### Instruction
Type out the records that follow, exactly as given.

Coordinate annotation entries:
+-------+

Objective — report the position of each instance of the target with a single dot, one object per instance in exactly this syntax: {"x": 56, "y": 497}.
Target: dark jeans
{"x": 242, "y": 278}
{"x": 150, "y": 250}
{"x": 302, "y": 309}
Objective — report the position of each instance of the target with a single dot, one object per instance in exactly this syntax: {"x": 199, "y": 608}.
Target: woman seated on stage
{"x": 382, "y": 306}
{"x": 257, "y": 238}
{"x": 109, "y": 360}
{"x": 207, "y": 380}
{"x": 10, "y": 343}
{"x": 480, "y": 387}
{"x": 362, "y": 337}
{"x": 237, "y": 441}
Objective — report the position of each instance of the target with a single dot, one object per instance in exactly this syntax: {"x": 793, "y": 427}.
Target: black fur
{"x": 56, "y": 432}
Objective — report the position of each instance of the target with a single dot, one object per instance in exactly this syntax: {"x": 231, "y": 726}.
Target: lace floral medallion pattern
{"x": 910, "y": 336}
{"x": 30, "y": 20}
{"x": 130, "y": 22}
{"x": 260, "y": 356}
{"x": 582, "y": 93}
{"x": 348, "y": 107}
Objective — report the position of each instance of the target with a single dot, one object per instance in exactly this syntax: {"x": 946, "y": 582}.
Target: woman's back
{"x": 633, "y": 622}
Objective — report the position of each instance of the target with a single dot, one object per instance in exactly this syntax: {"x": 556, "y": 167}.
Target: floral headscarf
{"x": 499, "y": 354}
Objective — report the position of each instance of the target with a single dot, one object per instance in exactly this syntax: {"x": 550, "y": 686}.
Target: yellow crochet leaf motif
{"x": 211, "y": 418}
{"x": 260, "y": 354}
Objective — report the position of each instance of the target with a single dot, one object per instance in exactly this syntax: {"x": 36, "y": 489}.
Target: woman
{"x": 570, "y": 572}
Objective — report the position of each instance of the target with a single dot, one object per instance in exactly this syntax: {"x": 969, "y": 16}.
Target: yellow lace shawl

+-------+

### Exercise answer
Objective — report the position of each instance of the target with a single dot, one object per instance in exactly this syntax: {"x": 56, "y": 497}.
Target: dark jeans
{"x": 242, "y": 278}
{"x": 150, "y": 250}
{"x": 302, "y": 309}
Objective — report the position of each instance of the target with a single dot, one object per instance in exactly this syntax: {"x": 199, "y": 608}.
Target: woman seated on stage
{"x": 382, "y": 306}
{"x": 257, "y": 238}
{"x": 109, "y": 360}
{"x": 207, "y": 380}
{"x": 10, "y": 343}
{"x": 480, "y": 387}
{"x": 362, "y": 337}
{"x": 237, "y": 441}
Objective — report the position of each instance of the target with a single dot, one object per instance in exactly this syntax: {"x": 793, "y": 427}.
Target: black fur
{"x": 56, "y": 432}
Objective — report the position of each instance of the target with a single dot, one object per instance in exactly this syntax: {"x": 231, "y": 726}.
Target: lace floral medallion pattern
{"x": 910, "y": 336}
{"x": 30, "y": 20}
{"x": 130, "y": 22}
{"x": 260, "y": 356}
{"x": 582, "y": 93}
{"x": 348, "y": 107}
Objective — report the position of each instance of the target with a single dot, one object per instance in exactly this syntax: {"x": 946, "y": 582}.
Target: woman's back
{"x": 633, "y": 622}
Objective — report the position of each instance of the target with a single dot, one object per instance in exactly this syntax: {"x": 556, "y": 167}.
Target: floral headscarf
{"x": 499, "y": 354}
Objective — report the position of each instance of the target with a single dot, one object per instance in exactly this syntax: {"x": 550, "y": 686}.
Target: yellow crochet leaf motif
{"x": 211, "y": 418}
{"x": 260, "y": 354}
Objective — report the position of each instance of the target with a single dot, one object per instance in exactly this syntax: {"x": 36, "y": 489}.
Target: woman
{"x": 570, "y": 572}
Objective — report the position of each instance of the target with a single dot, one object per instance in exactly this syntax: {"x": 969, "y": 16}.
Target: yellow lace shawl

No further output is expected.